The problem → For every line in the records that has the word "rough", make a copy.

Provided records →
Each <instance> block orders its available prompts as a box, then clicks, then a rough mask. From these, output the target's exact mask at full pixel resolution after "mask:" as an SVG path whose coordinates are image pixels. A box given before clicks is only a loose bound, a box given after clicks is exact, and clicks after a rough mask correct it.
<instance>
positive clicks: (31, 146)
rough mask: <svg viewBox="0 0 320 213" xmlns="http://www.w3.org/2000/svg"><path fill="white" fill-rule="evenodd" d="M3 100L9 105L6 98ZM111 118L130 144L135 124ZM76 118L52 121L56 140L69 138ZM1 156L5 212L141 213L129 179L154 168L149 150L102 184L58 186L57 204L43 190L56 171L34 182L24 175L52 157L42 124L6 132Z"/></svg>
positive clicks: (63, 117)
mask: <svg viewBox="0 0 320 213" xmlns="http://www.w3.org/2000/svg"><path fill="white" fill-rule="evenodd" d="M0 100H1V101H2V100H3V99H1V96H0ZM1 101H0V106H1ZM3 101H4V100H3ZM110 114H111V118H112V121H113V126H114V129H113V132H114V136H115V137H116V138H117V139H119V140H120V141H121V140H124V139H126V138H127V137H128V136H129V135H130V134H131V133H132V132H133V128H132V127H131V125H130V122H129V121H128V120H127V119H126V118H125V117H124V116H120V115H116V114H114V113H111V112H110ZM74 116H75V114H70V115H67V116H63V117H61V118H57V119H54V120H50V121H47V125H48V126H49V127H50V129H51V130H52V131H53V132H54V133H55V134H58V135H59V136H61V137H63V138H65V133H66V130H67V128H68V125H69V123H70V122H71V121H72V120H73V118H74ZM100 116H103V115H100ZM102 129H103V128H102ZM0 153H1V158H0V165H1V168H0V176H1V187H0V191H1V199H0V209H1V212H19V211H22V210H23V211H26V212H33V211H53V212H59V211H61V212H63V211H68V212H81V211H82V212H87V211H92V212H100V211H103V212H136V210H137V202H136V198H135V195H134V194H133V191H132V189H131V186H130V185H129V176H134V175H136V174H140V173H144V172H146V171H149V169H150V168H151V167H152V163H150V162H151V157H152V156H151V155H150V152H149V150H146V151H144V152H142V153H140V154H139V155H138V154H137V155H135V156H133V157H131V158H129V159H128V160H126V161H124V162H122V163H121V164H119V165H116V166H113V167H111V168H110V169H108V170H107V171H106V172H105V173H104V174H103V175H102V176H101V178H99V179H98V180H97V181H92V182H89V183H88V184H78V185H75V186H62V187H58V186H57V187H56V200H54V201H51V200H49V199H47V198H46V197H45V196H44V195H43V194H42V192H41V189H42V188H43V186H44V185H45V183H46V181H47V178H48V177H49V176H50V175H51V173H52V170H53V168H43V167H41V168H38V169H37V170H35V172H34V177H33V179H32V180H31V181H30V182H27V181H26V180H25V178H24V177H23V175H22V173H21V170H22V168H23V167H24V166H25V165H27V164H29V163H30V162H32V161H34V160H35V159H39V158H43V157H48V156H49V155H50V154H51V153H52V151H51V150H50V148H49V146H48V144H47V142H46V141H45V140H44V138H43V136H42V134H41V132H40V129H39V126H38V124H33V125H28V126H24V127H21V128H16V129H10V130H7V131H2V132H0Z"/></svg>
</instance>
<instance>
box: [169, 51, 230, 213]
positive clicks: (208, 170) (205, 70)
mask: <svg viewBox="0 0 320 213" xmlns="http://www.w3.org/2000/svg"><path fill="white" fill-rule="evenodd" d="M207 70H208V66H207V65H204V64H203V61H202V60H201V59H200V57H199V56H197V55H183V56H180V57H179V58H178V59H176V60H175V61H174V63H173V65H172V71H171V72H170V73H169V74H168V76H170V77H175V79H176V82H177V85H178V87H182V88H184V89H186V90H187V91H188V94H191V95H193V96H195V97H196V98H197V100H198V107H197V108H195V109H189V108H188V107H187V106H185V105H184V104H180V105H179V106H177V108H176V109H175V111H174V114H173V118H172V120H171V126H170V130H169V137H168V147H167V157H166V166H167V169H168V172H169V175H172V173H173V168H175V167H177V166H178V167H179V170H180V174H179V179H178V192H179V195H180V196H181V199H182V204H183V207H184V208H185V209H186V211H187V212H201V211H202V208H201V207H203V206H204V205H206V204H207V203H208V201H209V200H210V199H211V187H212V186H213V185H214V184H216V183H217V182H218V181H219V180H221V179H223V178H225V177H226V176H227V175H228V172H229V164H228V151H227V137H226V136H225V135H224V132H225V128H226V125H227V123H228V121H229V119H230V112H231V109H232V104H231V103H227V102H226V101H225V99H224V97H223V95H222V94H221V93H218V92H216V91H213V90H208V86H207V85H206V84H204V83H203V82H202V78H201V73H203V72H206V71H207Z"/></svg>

Response area →
Each <instance> block orders its available prompts as a box, then clicks, then a rough mask. From these, output the target's exact mask at full pixel resolution after "mask:" as an SVG path whose coordinates are image pixels. A box given before clicks is only a loose bound, a box given after clicks is exact, and clicks after a rough mask correct it.
rough mask: <svg viewBox="0 0 320 213" xmlns="http://www.w3.org/2000/svg"><path fill="white" fill-rule="evenodd" d="M3 100L9 105L6 98ZM111 118L130 144L135 124ZM76 118L52 121L56 140L69 138ZM1 156L5 212L141 213L129 179L154 168L149 150L102 184L58 186L57 204L43 190L56 171L34 182L24 175L52 157L42 124L6 132Z"/></svg>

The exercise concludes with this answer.